_Exercise brief_
Retype the lines from the start of the records through the line containing "120 63 L 122", both included, character for character.
-- Given records start --
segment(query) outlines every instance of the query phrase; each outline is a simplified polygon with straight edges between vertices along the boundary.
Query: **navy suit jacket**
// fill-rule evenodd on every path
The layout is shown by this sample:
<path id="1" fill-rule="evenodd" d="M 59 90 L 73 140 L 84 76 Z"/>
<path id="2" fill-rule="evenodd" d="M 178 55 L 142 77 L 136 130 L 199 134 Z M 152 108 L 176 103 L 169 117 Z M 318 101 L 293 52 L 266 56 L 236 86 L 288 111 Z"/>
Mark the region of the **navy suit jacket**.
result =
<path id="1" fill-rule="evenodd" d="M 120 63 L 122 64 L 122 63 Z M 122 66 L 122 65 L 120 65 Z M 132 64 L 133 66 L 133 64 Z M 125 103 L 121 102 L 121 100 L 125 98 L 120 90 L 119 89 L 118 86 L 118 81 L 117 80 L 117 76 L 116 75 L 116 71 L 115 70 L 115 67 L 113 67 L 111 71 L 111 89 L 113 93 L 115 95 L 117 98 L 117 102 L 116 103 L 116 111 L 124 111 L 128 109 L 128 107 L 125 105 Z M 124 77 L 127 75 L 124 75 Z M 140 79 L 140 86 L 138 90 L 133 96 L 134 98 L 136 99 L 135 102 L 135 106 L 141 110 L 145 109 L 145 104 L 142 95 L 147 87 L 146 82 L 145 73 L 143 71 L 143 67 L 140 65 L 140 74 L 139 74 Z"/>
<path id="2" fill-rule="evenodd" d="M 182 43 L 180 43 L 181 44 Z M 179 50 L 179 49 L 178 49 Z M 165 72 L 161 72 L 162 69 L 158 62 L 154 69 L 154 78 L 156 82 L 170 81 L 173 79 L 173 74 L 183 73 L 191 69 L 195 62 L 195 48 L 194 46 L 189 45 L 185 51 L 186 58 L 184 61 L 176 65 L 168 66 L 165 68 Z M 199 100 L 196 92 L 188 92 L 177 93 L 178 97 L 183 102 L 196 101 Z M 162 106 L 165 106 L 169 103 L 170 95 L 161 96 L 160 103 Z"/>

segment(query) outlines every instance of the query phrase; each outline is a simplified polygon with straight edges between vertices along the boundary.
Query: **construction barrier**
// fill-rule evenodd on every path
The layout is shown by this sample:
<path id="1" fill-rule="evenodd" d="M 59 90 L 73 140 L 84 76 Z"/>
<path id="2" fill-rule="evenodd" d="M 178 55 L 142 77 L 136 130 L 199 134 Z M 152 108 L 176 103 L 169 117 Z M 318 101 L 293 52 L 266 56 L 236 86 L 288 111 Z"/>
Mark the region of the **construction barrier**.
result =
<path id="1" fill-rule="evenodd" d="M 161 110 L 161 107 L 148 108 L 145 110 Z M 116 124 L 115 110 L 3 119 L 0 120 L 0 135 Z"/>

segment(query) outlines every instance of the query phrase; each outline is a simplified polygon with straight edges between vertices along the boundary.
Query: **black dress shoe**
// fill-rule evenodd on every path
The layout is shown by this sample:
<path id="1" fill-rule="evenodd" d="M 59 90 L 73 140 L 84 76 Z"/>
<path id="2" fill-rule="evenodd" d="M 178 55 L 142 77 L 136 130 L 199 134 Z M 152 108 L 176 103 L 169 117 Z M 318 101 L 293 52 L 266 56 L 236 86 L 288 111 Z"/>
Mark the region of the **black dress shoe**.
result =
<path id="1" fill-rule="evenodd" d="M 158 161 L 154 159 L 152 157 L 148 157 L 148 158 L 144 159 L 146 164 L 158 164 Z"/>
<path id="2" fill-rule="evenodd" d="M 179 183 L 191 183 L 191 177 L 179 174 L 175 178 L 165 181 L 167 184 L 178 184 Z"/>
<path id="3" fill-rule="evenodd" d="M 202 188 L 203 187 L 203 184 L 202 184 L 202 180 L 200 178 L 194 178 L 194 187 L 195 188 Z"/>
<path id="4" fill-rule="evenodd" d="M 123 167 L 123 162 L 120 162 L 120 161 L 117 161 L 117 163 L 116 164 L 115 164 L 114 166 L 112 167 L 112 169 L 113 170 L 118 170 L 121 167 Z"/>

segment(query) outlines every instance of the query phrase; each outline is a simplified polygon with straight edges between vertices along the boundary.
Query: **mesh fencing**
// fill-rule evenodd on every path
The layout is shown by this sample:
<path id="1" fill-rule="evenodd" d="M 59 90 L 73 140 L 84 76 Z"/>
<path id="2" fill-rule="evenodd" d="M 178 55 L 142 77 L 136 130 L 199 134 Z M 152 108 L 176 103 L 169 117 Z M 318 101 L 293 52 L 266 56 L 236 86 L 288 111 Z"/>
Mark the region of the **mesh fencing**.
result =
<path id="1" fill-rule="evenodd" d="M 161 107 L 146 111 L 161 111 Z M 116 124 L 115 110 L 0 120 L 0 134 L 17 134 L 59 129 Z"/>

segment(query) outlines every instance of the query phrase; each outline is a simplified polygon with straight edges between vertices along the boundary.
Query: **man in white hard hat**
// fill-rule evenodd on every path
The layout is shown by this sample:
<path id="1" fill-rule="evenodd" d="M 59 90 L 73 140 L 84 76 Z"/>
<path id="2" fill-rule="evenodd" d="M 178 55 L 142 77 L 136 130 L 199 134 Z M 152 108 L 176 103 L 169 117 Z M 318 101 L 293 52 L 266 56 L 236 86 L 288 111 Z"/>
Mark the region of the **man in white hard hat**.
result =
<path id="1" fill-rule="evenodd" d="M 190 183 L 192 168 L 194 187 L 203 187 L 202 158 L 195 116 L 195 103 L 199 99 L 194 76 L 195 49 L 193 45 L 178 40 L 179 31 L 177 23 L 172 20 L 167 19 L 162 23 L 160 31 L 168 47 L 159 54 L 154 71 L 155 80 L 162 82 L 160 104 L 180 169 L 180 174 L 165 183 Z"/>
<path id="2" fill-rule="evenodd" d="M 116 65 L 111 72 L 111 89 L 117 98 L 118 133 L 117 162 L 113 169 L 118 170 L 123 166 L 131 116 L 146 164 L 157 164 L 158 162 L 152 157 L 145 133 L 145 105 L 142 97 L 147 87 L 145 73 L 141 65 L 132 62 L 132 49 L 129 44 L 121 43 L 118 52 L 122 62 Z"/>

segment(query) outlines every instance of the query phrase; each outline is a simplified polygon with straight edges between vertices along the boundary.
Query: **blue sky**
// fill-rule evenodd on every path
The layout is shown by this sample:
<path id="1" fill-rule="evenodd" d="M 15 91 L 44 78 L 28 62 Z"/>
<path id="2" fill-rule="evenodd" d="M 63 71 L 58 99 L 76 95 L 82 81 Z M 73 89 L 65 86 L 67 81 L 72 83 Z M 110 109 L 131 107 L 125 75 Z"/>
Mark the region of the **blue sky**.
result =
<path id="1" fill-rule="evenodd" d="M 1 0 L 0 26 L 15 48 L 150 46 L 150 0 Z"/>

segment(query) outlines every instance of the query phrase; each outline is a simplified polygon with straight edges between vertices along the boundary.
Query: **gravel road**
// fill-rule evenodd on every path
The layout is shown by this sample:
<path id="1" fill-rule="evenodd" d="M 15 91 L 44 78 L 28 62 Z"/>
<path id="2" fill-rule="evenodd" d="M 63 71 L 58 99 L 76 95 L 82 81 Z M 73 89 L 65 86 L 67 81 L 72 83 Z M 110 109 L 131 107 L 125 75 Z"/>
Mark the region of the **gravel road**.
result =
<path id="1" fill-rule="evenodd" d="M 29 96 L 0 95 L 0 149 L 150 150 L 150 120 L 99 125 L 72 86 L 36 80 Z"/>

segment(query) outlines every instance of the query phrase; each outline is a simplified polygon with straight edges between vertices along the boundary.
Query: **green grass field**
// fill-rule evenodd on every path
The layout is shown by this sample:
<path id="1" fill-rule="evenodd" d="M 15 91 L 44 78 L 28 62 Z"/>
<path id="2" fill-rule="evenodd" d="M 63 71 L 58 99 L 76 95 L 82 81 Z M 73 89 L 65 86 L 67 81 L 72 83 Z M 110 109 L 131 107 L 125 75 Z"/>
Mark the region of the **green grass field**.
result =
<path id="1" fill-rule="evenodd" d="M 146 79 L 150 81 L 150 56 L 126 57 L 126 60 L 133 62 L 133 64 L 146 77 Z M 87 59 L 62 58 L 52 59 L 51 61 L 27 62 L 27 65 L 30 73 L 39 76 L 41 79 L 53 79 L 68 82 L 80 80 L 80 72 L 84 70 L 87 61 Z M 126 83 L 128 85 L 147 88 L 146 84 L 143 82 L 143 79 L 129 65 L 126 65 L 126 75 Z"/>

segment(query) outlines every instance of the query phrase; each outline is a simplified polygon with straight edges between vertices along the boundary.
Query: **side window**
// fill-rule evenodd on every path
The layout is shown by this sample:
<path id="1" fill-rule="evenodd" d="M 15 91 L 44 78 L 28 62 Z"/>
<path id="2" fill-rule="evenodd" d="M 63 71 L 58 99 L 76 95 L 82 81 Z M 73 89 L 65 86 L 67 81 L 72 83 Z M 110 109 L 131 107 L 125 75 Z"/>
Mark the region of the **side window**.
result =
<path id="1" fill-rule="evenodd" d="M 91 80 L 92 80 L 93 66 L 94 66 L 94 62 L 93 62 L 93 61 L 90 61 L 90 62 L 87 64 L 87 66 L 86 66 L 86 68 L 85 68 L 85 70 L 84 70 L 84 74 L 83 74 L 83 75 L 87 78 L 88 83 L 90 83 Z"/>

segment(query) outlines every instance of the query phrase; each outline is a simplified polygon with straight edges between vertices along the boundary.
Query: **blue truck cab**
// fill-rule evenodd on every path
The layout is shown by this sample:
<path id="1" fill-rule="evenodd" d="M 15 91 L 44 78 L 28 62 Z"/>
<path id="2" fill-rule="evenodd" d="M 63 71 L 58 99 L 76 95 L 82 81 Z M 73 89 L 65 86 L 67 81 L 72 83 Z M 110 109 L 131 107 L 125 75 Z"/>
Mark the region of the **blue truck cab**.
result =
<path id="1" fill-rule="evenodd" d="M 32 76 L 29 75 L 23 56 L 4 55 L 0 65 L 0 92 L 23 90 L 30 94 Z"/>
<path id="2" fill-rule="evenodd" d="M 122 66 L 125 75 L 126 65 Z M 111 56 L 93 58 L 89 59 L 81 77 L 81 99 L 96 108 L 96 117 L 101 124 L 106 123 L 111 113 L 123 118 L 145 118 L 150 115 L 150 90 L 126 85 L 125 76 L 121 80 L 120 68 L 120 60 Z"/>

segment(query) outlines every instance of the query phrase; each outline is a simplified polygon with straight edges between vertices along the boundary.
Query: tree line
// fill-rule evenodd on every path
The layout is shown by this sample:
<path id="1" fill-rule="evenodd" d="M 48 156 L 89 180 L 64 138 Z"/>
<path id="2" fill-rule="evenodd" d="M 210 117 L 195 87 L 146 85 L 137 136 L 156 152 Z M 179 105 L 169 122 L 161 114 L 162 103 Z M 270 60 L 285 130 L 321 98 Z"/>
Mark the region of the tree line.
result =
-- Given records end --
_Result for this exercise_
segment(query) outlines every instance of the query phrase; each outline is a simplified polygon with straight edges between vertices along the boundary.
Query: **navy suit jacket**
// fill-rule evenodd on every path
The layout is shown by this sample:
<path id="1" fill-rule="evenodd" d="M 59 90 L 73 140 L 84 76 Z"/>
<path id="2" fill-rule="evenodd" d="M 178 55 L 142 77 L 136 130 L 199 134 Z M 152 108 L 176 103 L 169 117 Z M 318 101 L 293 52 L 266 56 L 236 86 L 288 111 Z"/>
Mark the region of the **navy suit jacket**.
result =
<path id="1" fill-rule="evenodd" d="M 120 63 L 122 64 L 122 63 Z M 122 66 L 122 65 L 120 65 Z M 132 64 L 133 66 L 133 64 Z M 125 103 L 121 102 L 121 100 L 125 98 L 120 90 L 119 89 L 118 86 L 118 81 L 117 80 L 117 76 L 116 75 L 116 71 L 115 70 L 115 67 L 113 67 L 111 71 L 111 89 L 113 93 L 115 95 L 117 98 L 117 102 L 116 103 L 116 111 L 124 111 L 128 109 L 128 107 L 125 105 Z M 124 77 L 127 75 L 124 75 Z M 140 79 L 140 86 L 138 90 L 133 96 L 134 98 L 136 99 L 135 102 L 135 106 L 141 110 L 145 109 L 145 104 L 142 95 L 147 87 L 146 82 L 145 73 L 143 71 L 143 67 L 140 65 L 140 74 L 139 74 Z"/>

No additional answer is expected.